O
SENTIDO CULTURAL DO SÉCULO XXI
Orientação
simbólica e nova crítica social
Será
que ainda pode haver objetivos culturais para o século 21? Apesar da crise
social mundial, ou talvez justamente por causa dela, não se trata mais, nesta
virada do século, da conquista de novos horizontes. O poço de desejos da
infindável modernização, é bem verdade, continua a receber suas moedinhas,
mas pouquíssimos são os que ainda lhe dão crédito. Para começar algo novo,
necessário seria proceder a um apaixonado debate sobre os projetos sociais a
que se aspira. Mas as paixões sociais, políticas e culturais parecem extintas,
os discursos da mídia arrastam-se a custo, pasmacentos. Nem no trato social nem
na relação com a natureza são formulados novos desafios. A idéia de uma
grande "tarefa para a humanidade" soa não só antiquada, mas também
ingênua e até fora de cabimento.
O
que hoje se louva como novo e promissor não é mais um conteúdo ou um fim
qualquer, mas a simples forma ou o simples meio, o aparato despido de todo espírito.
A Internet é o melhor exemplo para tanto. Quanto mais rapidamente evolui a
tecnologia da comunicação, menos conteúdo há que valha a pena ser
transmitido. Se o meio tecnológico rouba a posição ao conteúdo, a própria
"razão instrumental" conduz ao absurdo. No estágio final desse
processo, seres humanos munidos de meios de comunicação perfeitos nada mais
terão a dizer entre si.

**Tarefa proposta:** Segundo o texto sobre o sentido cultural do século XXI, qual é o melhor exemplo daquilo que hoje se louva como novo e promissor?

**Dados registrados:**
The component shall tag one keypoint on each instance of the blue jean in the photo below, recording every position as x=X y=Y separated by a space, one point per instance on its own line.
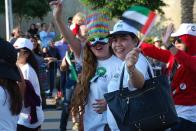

**Solução completa:** A Internet.